MATERIAL PROPORCIONADO:
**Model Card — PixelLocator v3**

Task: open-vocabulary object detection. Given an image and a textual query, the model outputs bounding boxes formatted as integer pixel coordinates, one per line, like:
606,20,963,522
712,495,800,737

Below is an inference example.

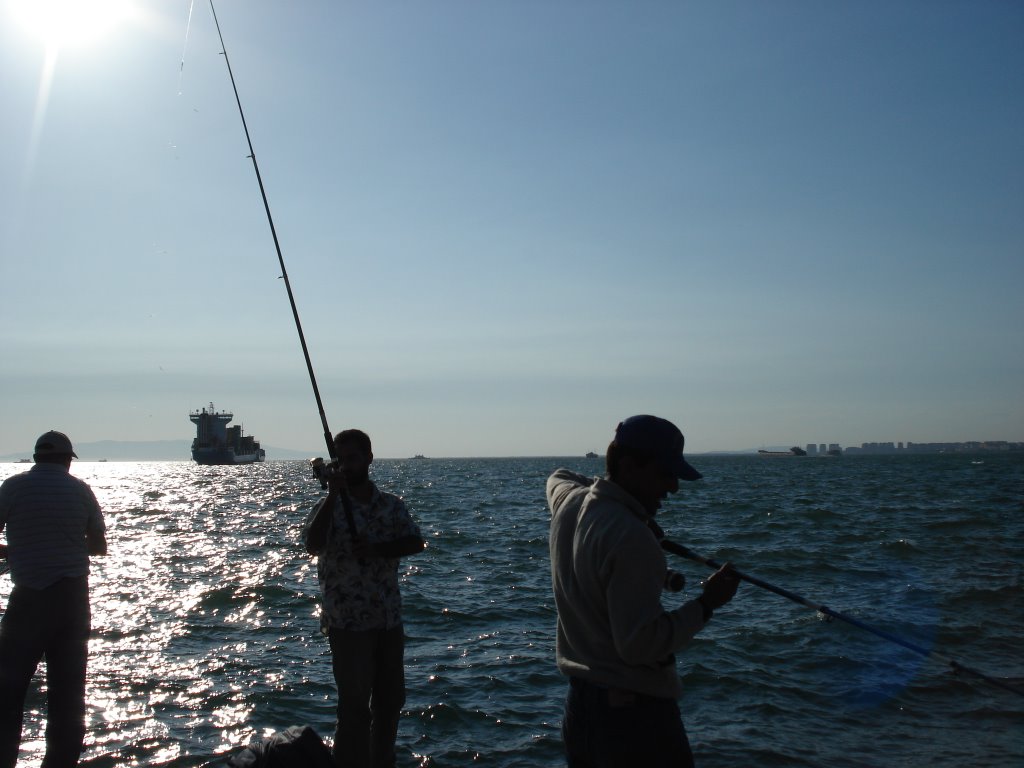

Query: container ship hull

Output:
193,444,266,465
188,402,266,465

TAREA PENDIENTE: ¿Puedes disponer como lista numerada todas las líneas de los ítems de arriba, sin las líneas en blanco y sin incluir la imagen en tu respuesta?

SOLUCIÓN DEL EJERCICIO:
1. **Model Card — PixelLocator v3**
2. Task: open-vocabulary object detection. Given an image and a textual query, the model outputs bounding boxes formatted as integer pixel coordinates, one per line, like:
3. 606,20,963,522
4. 712,495,800,737
5. Below is an inference example.
6. Query: container ship hull
7. Output:
8. 193,444,266,465
9. 188,402,266,465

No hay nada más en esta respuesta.